Copy out word for word the lines of the listing between the line holding "Each instance of the drum" and the line holding "MULTIPOLYGON (((181 83, 181", inclusive.

Some listings
+++

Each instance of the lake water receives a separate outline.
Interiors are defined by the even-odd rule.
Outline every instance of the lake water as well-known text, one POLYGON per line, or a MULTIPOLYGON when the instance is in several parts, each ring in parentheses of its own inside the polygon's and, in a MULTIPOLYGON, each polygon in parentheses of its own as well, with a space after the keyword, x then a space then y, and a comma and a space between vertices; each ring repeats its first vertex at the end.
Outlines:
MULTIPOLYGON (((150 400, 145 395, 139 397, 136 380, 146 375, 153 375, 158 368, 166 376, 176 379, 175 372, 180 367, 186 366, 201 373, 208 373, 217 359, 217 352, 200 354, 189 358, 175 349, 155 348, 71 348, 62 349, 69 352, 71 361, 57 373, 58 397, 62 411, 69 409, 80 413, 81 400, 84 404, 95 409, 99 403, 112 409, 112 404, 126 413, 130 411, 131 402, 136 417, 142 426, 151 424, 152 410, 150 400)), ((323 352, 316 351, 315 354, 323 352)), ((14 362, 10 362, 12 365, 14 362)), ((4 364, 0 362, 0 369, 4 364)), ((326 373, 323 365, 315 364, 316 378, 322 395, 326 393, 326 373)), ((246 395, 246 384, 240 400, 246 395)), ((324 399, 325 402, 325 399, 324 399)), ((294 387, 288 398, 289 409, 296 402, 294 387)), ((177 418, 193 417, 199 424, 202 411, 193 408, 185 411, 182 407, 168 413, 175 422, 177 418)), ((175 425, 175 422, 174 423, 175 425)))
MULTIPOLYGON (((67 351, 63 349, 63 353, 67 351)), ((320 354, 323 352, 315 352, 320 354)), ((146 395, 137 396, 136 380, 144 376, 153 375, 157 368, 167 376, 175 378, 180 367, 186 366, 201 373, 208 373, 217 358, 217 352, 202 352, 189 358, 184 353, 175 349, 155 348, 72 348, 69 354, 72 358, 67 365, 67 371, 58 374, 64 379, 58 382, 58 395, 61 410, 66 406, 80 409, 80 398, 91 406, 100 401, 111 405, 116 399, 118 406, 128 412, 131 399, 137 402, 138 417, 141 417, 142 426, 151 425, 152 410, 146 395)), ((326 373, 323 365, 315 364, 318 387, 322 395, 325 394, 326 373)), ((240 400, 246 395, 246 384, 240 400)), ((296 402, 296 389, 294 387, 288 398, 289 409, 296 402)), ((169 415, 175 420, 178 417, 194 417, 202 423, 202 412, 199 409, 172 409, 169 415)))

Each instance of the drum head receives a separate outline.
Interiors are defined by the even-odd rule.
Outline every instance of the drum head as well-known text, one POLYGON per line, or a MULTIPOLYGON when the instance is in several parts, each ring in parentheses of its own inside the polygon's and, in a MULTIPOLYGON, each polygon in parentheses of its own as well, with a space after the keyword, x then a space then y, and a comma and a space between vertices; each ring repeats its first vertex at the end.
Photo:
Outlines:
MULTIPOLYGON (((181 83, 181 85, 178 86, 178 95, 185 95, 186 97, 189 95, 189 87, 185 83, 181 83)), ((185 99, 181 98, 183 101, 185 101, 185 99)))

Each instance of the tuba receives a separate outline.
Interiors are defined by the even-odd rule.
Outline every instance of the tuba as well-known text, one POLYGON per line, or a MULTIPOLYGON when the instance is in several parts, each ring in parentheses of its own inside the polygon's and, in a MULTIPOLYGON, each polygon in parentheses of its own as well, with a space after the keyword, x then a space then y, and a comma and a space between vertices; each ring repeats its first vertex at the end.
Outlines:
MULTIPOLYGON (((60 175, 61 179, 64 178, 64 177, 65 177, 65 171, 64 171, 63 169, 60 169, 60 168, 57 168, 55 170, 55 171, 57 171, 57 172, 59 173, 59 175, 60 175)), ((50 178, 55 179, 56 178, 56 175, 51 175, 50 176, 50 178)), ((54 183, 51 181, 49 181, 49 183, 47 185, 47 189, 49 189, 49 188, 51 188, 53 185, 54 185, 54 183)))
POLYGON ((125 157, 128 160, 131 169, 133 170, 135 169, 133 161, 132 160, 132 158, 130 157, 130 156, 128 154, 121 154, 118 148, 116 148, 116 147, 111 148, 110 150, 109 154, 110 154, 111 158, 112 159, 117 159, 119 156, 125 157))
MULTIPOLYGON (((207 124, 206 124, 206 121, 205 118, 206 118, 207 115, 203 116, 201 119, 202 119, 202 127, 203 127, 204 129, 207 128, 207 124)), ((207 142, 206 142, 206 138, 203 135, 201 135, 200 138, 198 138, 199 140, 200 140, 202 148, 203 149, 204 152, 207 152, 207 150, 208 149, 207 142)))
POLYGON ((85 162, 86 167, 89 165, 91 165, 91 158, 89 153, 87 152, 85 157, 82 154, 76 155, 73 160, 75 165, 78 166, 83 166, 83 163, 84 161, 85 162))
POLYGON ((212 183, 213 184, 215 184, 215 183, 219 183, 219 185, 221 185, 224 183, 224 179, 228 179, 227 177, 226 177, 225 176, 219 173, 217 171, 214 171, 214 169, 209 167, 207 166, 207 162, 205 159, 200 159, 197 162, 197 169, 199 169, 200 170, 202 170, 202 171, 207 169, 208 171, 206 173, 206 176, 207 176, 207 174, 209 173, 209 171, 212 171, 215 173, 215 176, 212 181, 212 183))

+++

◆ **EXERCISE SOLUTION**:
Each instance of the drum head receives a separate outline.
Interiors are defined by the even-odd rule.
Outline every instance of the drum head as well-known text, one POLYGON per line, or a MULTIPOLYGON when the instance is in several parts, each ring in parentheses of its own inside the polygon's and, in a MULTIPOLYGON, each polygon in parentheses of its own as well, with a space after the keyword, x then a space then y, and a comma and a space between vertices; each ring repeats its first vertex at the end.
Photo:
Outlines:
MULTIPOLYGON (((181 83, 181 85, 178 86, 178 95, 185 95, 186 97, 189 95, 189 87, 185 83, 181 83)), ((185 99, 181 98, 183 101, 185 101, 185 99)))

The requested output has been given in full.